BioWorld International Correspondent
Intercell AG aims to start booking its first revenues for its two-shot Japanese encephalitis virus vaccine, IC51, in late 2007, with sales volume ramping up in earnest in 2008.
The Vienna, Austria-based company is on track to gain U.S. approval for IC51 during 2007, following the initiation of the filing procedure. "It's not an official rolling [biologics license application] process. It's an agreed process with the FDA, which is similar to it," CEO Gerd Zettlmeissl told BioWorld International. There is, he added, "no essential operational difference" between the two.
Intercell already submitted the full report on the vaccine's immunogenicity, based on a pivotal trial involving some 860 subjects. Data from a safety trial involving 2,300 participants will follow in the next month or two, Zettlmeissl said. Chemistry, manufacturing and controls will be filed early next year, as will data from an ongoing consistency trial that is comparing three commercial batches.
The regulatory submission will be completed by early 2007. The FDA confirmed the company's filing schedule at a pre-BLA meeting held Sep. 19, Zettlmeissl said. Intercell also will file for approval at the London-based European Medicines Agency in the first quarter of 2007. "They will get everything in one piece," he said.
The company has upped forecasts for sales of the product, following a market assessment conducted by its sales and marketing partner, Basel, Switzerland-based Novartis AG. Based on a top-down exercise, Intercell had predicted revenues of €200 million (US$250.1 million) to €300 million for the product. "They did it bottom up and came out with even better numbers than we had," Zettlmeissl said. The revised sales estimate is now between €250 million and €300 million.
Intercell reported a net loss of €25 million on revenues of about €8.5 million in 2005. It has guided that it will attain revenues of €15 million in 2006. Should IC51 gain approval, the company expects to receive its first order from the U.S. Army in late 2007. The company should enter the black shortly afterward.
"Based on current spending and R&D, 2008 would be feasible," Zettlmeissl said. However, investment decisions could push that point further out, he added.

▸ **WHAT TO WORK ON**
Reproduce the passage of the Intercell article from "Intercell already submitted" to "three commercial batches." word for word.

Stored entries

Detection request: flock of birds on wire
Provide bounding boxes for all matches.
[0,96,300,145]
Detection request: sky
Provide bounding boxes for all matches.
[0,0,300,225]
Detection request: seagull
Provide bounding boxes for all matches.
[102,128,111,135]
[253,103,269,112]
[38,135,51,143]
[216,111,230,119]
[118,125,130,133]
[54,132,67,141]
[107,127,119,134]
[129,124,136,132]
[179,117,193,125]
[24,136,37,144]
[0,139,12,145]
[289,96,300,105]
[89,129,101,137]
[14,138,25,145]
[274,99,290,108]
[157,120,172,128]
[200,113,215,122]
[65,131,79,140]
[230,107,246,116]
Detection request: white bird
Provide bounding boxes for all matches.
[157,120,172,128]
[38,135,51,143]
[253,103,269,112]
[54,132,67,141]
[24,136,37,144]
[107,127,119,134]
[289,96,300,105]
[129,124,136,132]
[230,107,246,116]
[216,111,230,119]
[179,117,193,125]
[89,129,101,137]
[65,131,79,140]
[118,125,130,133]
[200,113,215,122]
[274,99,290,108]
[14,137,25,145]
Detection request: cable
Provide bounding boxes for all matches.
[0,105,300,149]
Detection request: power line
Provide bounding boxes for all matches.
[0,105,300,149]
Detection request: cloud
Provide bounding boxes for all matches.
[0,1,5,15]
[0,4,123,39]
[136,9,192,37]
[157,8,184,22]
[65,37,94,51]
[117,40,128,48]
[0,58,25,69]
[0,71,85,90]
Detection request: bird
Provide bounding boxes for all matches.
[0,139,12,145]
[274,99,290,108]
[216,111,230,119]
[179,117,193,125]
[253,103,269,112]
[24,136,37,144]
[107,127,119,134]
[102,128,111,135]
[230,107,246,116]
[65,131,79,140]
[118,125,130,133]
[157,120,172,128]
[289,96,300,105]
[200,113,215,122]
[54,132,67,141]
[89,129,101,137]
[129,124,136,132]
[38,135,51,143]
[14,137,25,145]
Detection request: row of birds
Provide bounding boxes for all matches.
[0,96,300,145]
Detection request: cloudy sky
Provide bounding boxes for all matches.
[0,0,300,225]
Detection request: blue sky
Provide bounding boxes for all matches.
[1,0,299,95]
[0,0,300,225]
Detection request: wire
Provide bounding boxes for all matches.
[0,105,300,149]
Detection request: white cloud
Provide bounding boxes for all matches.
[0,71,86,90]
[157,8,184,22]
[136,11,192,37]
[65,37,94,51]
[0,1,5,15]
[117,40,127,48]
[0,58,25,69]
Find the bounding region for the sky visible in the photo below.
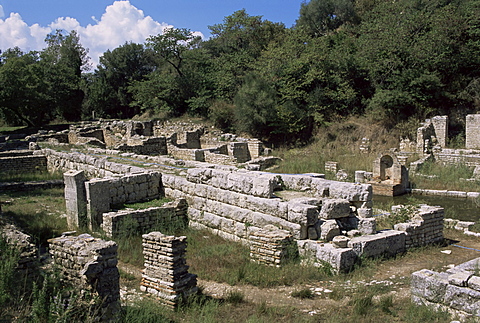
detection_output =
[0,0,304,66]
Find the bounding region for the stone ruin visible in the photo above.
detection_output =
[22,120,278,170]
[140,232,198,308]
[411,258,480,319]
[368,154,409,196]
[48,234,120,319]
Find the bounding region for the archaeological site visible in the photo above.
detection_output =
[0,115,480,321]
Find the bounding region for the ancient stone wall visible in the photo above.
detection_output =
[140,232,198,308]
[44,149,145,178]
[249,226,298,267]
[85,172,163,228]
[411,258,480,319]
[394,205,444,249]
[465,114,480,149]
[0,224,39,277]
[102,199,188,238]
[435,149,480,166]
[48,234,120,318]
[0,155,47,173]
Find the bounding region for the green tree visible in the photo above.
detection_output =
[0,48,52,126]
[84,42,156,118]
[297,0,359,36]
[40,30,89,121]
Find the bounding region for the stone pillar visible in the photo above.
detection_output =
[48,234,120,322]
[465,114,480,149]
[140,232,198,308]
[63,170,87,230]
[432,116,448,148]
[249,228,298,267]
[85,179,110,230]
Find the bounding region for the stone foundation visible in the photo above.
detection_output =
[249,227,296,267]
[102,199,188,238]
[140,232,198,308]
[48,234,120,319]
[411,258,480,318]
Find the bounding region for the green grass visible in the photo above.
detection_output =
[0,188,68,246]
[118,198,172,210]
[0,171,63,183]
[410,161,480,192]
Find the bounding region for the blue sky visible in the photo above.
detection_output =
[0,0,303,64]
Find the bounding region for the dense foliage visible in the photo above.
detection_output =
[0,0,480,141]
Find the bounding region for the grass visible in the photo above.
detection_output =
[410,161,479,192]
[0,171,63,183]
[0,188,68,246]
[113,198,172,210]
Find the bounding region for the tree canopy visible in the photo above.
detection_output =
[0,0,480,141]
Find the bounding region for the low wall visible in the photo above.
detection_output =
[48,234,120,318]
[0,224,39,277]
[102,200,188,238]
[44,149,145,178]
[411,258,480,319]
[250,227,298,267]
[394,205,444,249]
[434,149,480,166]
[0,155,47,173]
[140,232,198,308]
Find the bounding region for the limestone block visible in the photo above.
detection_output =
[287,203,319,225]
[319,199,350,220]
[329,181,372,202]
[443,285,480,316]
[332,236,350,248]
[316,244,357,272]
[448,271,472,287]
[468,276,480,292]
[411,269,448,303]
[358,218,377,234]
[348,234,388,257]
[320,220,340,241]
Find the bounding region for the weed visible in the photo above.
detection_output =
[290,288,315,299]
[225,291,245,304]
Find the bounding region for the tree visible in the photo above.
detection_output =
[84,42,156,118]
[0,49,52,127]
[40,30,88,120]
[296,0,359,36]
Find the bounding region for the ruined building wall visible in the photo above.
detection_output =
[140,232,198,308]
[0,155,47,173]
[163,169,371,243]
[465,114,480,149]
[394,205,444,249]
[102,199,188,238]
[411,258,480,319]
[48,234,120,317]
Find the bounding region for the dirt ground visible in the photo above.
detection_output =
[119,231,480,314]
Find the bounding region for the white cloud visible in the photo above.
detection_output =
[0,1,203,66]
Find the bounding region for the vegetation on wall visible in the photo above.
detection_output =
[0,0,480,143]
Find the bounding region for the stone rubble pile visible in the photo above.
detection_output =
[140,232,198,308]
[102,199,188,238]
[394,205,444,249]
[411,258,480,322]
[250,226,298,267]
[0,224,38,276]
[48,234,120,318]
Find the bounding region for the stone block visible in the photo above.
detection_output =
[320,220,340,241]
[319,199,350,220]
[358,218,377,234]
[316,244,357,273]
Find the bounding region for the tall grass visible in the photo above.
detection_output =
[274,118,402,181]
[410,161,479,191]
[0,171,63,183]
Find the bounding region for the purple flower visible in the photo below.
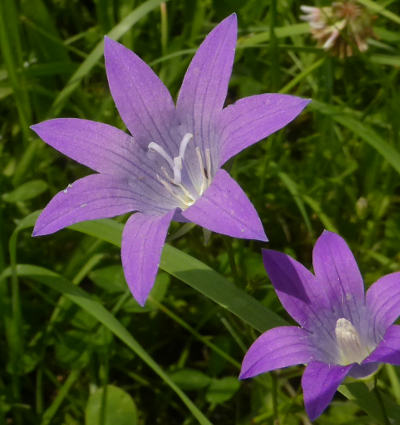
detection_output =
[240,231,400,420]
[32,15,308,305]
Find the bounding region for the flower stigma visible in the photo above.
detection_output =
[148,133,212,210]
[335,317,372,366]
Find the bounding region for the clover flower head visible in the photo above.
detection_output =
[31,14,309,305]
[300,1,375,58]
[240,231,400,420]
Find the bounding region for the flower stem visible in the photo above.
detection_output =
[374,375,390,425]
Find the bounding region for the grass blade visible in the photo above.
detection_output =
[0,264,211,425]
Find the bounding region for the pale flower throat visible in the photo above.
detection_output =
[148,133,212,210]
[335,318,372,366]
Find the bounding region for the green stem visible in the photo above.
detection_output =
[374,375,390,425]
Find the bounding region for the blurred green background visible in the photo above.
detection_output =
[0,0,400,425]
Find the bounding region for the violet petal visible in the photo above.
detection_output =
[262,249,329,328]
[364,325,400,365]
[218,94,310,166]
[366,272,400,338]
[31,118,140,175]
[121,210,175,306]
[104,37,180,153]
[313,230,364,323]
[182,169,267,241]
[301,362,352,421]
[33,174,141,236]
[240,326,314,379]
[176,14,237,161]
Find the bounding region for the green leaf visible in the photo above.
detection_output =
[0,264,211,425]
[310,101,400,174]
[2,180,48,203]
[70,219,287,332]
[169,368,211,391]
[238,23,310,47]
[339,381,400,425]
[50,0,168,116]
[206,376,240,404]
[85,385,138,425]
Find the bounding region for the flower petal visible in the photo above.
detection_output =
[104,37,180,153]
[364,325,400,366]
[348,362,379,379]
[366,272,400,339]
[176,14,237,161]
[262,249,329,328]
[240,326,314,379]
[301,362,352,421]
[182,170,267,241]
[121,210,175,306]
[33,174,140,236]
[218,94,310,166]
[31,118,141,175]
[313,230,364,318]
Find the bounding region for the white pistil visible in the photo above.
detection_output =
[148,133,211,208]
[196,146,207,195]
[335,317,371,366]
[206,148,211,186]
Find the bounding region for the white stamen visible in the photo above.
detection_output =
[335,317,372,366]
[148,133,211,209]
[148,142,174,169]
[206,148,211,185]
[196,146,207,195]
[179,133,193,159]
[174,156,182,184]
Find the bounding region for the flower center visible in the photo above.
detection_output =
[335,318,372,366]
[148,133,212,210]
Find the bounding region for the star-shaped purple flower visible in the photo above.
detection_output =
[240,231,400,420]
[32,15,308,305]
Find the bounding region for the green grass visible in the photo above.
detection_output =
[0,0,400,425]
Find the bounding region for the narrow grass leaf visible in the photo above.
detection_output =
[0,264,211,425]
[70,219,288,332]
[50,0,168,116]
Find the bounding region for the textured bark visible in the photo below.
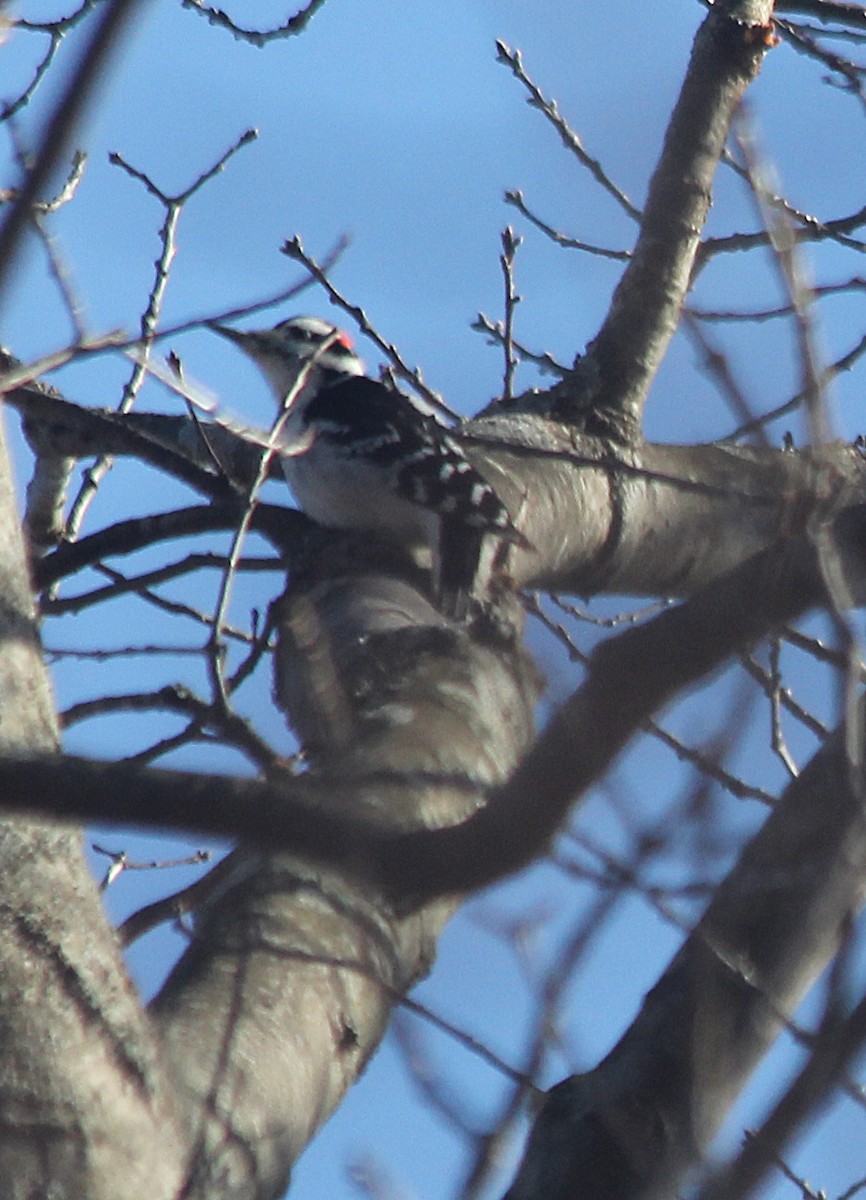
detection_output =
[154,576,537,1200]
[509,720,866,1200]
[0,408,182,1200]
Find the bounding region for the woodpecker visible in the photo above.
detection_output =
[210,317,529,620]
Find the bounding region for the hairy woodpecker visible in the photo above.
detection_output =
[210,317,529,620]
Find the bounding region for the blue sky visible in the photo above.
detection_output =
[0,0,864,1200]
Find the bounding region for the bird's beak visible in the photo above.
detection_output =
[206,320,249,346]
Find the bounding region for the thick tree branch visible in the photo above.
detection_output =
[539,0,772,444]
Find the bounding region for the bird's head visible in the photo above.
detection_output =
[209,317,363,402]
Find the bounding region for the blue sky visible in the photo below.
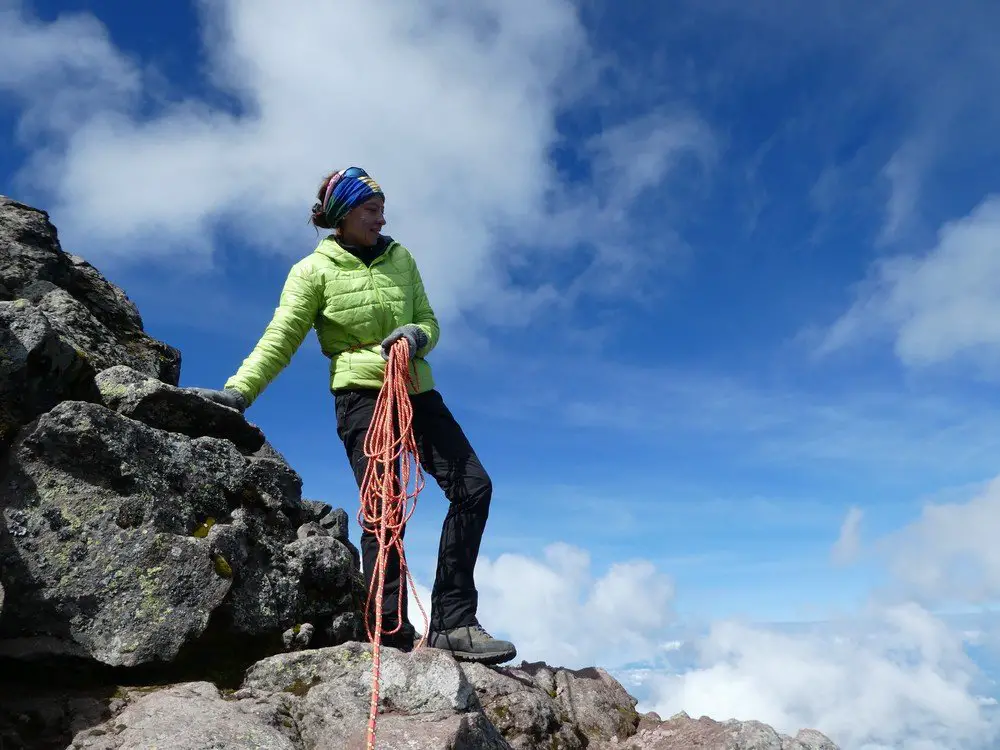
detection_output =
[0,0,1000,748]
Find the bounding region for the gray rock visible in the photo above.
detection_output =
[237,643,510,750]
[619,713,837,750]
[70,682,296,750]
[0,300,96,450]
[781,729,838,750]
[462,664,639,750]
[0,402,356,666]
[21,281,178,394]
[95,365,264,454]
[0,196,181,385]
[299,500,361,574]
[281,622,316,651]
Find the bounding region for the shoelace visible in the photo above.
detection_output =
[469,625,495,641]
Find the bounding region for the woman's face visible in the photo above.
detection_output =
[340,195,385,247]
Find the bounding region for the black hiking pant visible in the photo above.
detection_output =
[335,390,493,643]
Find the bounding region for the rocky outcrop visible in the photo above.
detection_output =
[0,196,181,444]
[0,197,836,750]
[620,712,837,750]
[0,400,355,666]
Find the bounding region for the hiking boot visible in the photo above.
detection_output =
[427,624,517,664]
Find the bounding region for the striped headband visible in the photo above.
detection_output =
[321,167,385,227]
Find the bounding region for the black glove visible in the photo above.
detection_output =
[382,323,428,361]
[184,388,248,412]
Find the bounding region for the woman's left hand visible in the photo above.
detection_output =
[382,323,427,361]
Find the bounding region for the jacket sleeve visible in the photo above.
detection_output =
[410,256,441,357]
[225,263,323,405]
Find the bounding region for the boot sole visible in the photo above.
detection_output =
[441,648,517,664]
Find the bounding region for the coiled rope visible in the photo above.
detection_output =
[358,337,428,750]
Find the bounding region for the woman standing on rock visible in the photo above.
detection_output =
[187,167,516,663]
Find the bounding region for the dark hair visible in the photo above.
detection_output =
[310,172,337,229]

▸ **RESPONSE BELOW**
Intercell already submitted the full report on the vaccine's immunogenicity, based on a pivotal trial involving some 860 subjects. Data from a safety trial involving 2,300 participants will follow in the next month or two, Zettlmeissl said. Chemistry, manufacturing and controls will be filed early next year, as will data from an ongoing consistency trial that is comparing three commercial batches.